(Input data begins)

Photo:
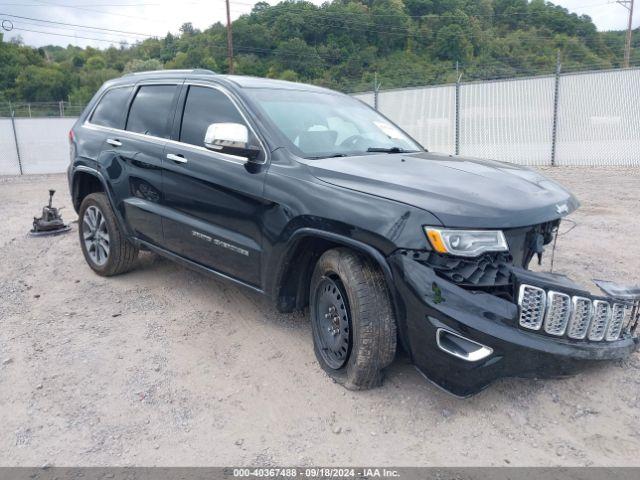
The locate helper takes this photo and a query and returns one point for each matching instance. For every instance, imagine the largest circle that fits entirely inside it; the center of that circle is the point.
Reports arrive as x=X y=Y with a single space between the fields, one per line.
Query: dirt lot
x=164 y=366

(Input data ends)

Starting with the line that contains "The locate helper", restate every line up to and including the last one above, exactly.

■ Answer to the exercise
The locate helper takes this photo and a query and returns one point for each matching instance. For every instance, imagine the largest circle that fits entirely inside it; the center of that circle is the point.
Reports arrive as x=X y=Y with a single space between the fields, one per line.
Query: dirt lot
x=164 y=366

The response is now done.